**Supplied records:**
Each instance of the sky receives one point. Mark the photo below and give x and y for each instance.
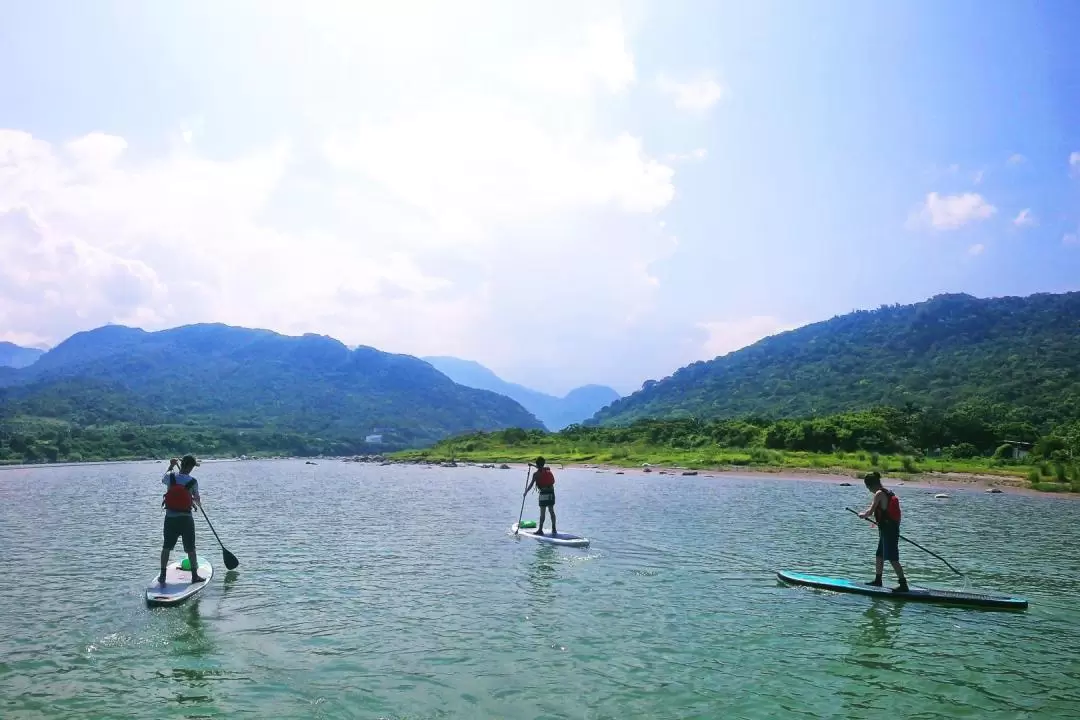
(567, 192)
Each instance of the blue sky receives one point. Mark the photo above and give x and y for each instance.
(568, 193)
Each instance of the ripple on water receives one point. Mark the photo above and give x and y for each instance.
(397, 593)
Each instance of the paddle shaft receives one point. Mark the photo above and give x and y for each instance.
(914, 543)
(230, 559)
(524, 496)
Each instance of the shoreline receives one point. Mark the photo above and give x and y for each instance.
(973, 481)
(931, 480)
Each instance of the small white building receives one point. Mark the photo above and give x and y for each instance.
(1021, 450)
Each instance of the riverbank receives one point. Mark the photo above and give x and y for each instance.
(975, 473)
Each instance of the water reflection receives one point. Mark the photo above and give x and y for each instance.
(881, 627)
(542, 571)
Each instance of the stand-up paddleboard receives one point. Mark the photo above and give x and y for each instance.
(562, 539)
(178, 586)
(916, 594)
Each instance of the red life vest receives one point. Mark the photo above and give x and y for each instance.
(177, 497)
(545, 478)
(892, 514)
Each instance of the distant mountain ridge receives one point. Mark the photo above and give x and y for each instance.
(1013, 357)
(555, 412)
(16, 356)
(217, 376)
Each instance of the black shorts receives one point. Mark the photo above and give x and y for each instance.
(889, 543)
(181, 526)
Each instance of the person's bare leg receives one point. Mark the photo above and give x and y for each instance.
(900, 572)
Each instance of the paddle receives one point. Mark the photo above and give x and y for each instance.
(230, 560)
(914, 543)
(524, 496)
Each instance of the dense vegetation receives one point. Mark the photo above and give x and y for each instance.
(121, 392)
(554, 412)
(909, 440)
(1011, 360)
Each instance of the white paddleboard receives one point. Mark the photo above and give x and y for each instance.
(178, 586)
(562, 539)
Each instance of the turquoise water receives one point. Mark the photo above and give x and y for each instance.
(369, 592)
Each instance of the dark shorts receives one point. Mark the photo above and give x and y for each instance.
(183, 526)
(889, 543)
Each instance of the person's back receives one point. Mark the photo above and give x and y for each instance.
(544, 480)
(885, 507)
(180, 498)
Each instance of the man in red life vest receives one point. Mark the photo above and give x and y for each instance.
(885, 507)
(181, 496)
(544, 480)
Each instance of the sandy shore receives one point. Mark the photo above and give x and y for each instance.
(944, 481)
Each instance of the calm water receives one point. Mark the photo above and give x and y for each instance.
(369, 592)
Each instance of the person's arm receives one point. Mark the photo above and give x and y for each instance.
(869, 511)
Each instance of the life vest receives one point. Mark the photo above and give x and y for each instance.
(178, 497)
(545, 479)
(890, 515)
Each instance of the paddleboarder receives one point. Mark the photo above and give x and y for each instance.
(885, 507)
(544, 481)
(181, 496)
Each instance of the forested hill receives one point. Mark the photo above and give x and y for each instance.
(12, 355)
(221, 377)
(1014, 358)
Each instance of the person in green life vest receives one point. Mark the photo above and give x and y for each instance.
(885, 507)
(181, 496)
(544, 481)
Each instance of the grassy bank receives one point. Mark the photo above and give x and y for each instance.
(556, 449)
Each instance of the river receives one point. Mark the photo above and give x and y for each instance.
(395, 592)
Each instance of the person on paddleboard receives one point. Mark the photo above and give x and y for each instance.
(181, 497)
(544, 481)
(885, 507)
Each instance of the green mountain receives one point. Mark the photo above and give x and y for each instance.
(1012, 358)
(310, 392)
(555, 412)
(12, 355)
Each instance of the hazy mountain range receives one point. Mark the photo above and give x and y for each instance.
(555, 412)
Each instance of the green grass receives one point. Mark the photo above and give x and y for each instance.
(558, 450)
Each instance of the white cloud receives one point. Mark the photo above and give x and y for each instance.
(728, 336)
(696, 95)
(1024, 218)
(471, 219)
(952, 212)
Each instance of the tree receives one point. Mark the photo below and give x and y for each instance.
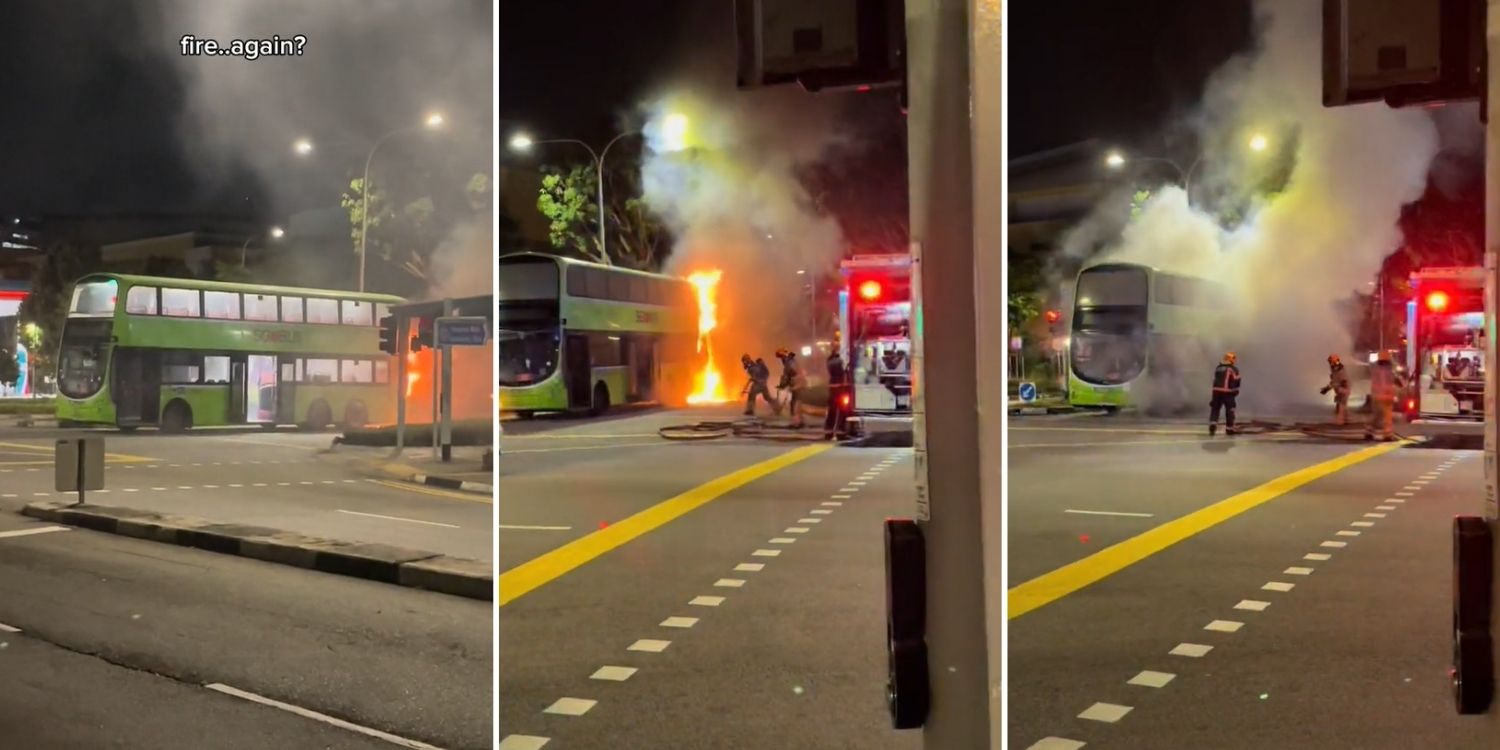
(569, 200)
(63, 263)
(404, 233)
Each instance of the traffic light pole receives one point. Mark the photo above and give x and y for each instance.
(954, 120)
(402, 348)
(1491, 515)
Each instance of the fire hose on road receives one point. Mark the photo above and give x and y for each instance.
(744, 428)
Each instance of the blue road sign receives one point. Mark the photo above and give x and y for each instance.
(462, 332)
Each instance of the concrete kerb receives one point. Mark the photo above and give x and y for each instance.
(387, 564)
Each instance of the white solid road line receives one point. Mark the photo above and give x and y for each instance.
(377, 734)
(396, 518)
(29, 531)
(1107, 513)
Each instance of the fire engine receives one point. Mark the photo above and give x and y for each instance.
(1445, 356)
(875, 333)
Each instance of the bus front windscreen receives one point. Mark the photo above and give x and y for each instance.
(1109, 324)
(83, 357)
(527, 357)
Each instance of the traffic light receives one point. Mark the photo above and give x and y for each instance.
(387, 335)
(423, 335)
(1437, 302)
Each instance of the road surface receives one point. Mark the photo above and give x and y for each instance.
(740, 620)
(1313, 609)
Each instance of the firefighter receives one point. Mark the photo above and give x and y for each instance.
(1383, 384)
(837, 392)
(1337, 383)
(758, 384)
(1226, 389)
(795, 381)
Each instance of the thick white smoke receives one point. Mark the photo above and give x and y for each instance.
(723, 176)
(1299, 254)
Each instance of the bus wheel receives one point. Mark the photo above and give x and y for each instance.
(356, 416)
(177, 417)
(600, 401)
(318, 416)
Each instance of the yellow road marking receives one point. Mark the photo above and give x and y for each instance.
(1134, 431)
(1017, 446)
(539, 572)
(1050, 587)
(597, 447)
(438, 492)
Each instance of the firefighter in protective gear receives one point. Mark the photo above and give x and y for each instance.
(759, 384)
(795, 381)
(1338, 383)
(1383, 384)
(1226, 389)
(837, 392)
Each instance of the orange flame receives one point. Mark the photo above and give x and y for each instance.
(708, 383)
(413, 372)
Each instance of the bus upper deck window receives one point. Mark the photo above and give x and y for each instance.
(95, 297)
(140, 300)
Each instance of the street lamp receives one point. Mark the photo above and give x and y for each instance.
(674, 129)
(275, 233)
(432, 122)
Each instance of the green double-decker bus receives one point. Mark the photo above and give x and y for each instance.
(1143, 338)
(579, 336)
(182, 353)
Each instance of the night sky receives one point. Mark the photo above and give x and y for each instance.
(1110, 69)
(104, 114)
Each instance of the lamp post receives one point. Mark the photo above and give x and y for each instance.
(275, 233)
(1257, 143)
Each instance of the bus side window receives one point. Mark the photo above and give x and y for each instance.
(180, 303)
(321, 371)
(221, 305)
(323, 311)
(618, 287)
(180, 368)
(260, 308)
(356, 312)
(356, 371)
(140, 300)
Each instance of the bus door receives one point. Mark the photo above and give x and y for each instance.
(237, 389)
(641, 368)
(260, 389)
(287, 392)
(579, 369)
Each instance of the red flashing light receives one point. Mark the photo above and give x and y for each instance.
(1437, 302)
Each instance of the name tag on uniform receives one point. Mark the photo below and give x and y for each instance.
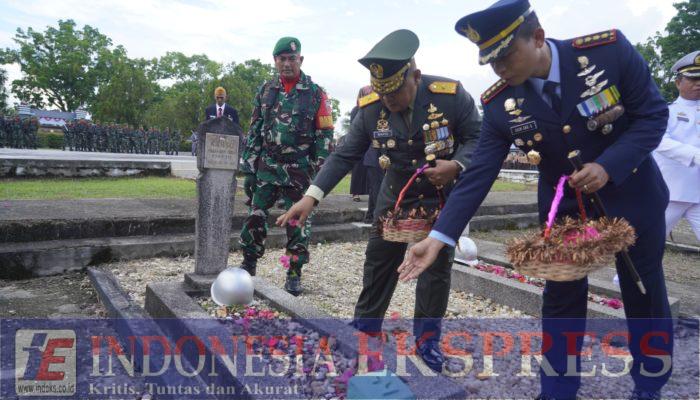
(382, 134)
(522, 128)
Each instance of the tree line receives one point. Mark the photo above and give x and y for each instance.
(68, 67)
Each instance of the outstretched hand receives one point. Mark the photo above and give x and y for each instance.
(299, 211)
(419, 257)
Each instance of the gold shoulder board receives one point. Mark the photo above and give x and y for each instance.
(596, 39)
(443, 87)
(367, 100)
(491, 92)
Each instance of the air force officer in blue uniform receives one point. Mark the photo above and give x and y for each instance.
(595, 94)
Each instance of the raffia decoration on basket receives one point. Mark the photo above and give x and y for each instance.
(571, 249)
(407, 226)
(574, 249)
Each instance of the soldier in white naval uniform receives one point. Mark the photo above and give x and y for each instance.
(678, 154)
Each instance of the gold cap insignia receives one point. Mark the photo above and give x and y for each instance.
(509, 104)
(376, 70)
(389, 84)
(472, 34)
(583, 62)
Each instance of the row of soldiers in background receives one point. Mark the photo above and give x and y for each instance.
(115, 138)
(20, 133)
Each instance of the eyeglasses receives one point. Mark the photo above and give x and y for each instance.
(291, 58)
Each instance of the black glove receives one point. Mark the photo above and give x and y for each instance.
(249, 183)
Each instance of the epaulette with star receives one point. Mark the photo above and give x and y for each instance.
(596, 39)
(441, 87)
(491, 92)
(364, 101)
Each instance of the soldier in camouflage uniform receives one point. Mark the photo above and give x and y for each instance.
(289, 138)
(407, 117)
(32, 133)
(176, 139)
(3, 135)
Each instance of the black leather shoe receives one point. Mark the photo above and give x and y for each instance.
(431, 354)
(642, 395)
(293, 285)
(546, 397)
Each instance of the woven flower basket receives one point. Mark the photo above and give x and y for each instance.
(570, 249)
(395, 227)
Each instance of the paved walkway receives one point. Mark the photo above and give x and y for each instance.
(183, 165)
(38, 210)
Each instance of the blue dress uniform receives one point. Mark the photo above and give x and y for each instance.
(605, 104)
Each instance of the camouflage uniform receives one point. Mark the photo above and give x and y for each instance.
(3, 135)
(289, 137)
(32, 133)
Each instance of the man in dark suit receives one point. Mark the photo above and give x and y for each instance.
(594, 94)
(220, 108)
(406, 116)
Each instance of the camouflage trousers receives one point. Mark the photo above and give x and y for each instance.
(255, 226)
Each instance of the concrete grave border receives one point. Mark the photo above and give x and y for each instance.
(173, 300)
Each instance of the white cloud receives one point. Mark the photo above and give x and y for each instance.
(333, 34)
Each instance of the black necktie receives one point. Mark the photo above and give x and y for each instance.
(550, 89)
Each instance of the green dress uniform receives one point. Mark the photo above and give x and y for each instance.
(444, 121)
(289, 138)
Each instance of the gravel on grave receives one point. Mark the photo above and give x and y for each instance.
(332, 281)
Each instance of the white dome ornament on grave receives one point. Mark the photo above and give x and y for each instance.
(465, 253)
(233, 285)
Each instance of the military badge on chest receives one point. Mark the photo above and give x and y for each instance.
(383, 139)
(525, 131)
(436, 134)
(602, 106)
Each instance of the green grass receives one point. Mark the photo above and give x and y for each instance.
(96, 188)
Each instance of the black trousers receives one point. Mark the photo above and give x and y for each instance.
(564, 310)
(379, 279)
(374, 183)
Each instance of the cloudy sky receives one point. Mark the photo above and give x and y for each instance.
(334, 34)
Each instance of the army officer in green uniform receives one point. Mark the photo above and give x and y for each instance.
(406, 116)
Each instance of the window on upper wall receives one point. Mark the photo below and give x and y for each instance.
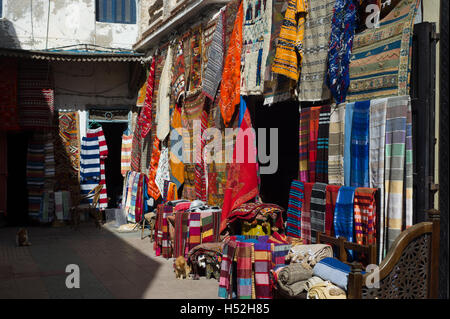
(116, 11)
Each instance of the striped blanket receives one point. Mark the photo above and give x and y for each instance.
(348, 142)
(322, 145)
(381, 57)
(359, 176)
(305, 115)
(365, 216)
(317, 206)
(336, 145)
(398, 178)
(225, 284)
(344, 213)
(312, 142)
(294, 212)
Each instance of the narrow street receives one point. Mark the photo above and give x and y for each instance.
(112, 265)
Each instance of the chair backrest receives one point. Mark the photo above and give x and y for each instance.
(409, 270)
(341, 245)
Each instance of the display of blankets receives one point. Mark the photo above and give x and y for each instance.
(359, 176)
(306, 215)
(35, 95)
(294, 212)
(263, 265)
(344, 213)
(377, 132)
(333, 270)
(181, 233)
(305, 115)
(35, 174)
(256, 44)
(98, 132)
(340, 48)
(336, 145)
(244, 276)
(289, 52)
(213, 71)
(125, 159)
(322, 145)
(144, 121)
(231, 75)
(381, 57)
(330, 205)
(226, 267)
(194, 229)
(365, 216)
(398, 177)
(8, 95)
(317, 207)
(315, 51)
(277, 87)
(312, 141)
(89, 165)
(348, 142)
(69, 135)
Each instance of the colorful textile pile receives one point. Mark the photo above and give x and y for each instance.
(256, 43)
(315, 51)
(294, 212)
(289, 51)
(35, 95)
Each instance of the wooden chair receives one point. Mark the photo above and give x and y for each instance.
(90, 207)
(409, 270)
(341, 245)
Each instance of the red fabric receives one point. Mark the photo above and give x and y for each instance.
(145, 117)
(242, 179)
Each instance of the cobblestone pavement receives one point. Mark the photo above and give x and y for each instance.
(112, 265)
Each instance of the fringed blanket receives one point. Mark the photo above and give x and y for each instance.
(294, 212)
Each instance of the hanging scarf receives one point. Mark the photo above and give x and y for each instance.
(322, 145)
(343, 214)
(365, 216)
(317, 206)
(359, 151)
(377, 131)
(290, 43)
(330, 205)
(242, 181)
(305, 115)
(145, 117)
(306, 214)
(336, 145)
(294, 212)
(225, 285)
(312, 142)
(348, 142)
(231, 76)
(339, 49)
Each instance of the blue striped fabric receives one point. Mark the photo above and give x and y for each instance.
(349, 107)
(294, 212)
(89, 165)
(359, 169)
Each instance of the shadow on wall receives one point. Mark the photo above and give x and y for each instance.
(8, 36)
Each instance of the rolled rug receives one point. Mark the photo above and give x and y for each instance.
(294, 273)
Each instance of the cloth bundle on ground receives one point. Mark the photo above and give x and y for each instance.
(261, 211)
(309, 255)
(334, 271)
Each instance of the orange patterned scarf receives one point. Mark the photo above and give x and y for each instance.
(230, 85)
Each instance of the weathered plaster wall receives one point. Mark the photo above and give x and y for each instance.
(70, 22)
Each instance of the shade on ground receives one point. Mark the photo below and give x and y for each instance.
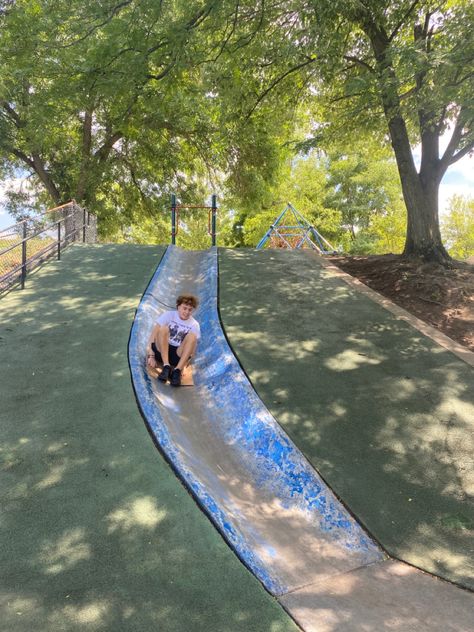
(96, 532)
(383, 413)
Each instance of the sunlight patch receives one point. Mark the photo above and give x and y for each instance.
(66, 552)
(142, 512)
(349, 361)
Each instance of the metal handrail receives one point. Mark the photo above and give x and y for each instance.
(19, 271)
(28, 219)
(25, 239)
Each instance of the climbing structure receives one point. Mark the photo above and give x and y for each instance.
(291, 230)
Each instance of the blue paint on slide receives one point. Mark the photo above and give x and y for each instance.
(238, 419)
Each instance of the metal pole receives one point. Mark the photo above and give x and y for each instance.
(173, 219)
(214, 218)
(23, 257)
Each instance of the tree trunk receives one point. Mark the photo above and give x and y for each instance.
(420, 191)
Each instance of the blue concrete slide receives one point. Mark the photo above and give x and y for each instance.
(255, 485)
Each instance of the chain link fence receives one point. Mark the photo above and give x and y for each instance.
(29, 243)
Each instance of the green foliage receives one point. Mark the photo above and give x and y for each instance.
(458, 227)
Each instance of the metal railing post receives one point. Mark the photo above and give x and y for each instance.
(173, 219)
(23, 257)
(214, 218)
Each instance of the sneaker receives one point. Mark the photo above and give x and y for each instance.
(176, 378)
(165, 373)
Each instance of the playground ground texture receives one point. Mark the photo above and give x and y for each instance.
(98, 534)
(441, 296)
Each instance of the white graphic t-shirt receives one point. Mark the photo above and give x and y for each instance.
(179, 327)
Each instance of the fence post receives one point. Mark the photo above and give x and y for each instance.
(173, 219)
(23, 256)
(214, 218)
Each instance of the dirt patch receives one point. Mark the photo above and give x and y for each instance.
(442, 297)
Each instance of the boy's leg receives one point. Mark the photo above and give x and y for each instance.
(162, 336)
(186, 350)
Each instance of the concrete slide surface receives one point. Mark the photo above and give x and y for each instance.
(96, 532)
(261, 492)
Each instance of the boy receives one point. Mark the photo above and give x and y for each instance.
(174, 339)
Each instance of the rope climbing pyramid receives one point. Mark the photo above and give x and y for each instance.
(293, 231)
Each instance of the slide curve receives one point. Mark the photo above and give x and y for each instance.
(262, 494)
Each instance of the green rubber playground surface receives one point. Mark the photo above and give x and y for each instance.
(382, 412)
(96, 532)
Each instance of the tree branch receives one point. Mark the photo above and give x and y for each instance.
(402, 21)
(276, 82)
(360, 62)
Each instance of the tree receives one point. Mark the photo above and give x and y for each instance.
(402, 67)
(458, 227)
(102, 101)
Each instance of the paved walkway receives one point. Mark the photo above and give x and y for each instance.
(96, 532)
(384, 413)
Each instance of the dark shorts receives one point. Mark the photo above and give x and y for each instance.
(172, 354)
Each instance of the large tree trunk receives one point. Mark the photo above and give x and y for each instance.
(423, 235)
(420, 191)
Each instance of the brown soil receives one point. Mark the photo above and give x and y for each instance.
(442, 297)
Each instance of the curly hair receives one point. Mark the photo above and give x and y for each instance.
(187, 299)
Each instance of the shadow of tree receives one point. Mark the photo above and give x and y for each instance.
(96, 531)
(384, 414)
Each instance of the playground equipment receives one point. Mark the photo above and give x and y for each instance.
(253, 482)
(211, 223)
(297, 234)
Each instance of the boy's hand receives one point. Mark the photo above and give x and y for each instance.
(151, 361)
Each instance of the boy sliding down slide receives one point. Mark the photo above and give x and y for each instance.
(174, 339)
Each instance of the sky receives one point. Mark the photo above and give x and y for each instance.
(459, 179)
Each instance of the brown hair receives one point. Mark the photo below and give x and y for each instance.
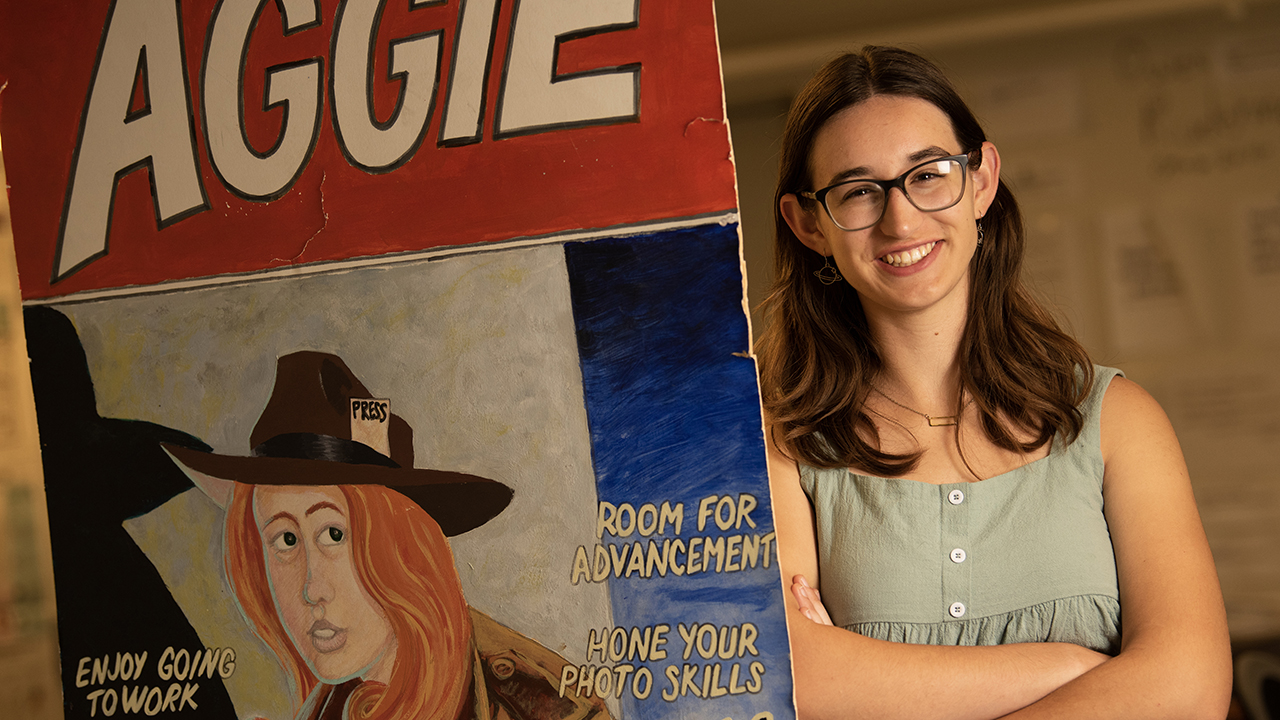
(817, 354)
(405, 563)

**Written exercise:** Using the records above, extract exactly and only the lines from the one with "Each instance of the shadow of" through the final line, inclusive, leaving out pictures.

**Solution to the exercise:**
Each instance of the shadow of tree receives one point. Mark the photo above and give x and y for each instance.
(96, 531)
(384, 414)
Each instance of the playground equipment receives one point. Mark the photo above and give x and y for each instance.
(253, 482)
(211, 223)
(297, 234)
Each instance of the boy's hand receives one point. Mark the photo above and give x and y for each instance.
(151, 361)
Each instance of the boy sliding down slide receives one point. Mark the photo above and give x and y for each instance.
(174, 339)
Each instance of the sky receives one point. Mark the photo above and give x and y for each instance.
(459, 179)
Each instance of the brown hair receives one point. Mark the photo below and give x and y for each instance.
(817, 354)
(405, 563)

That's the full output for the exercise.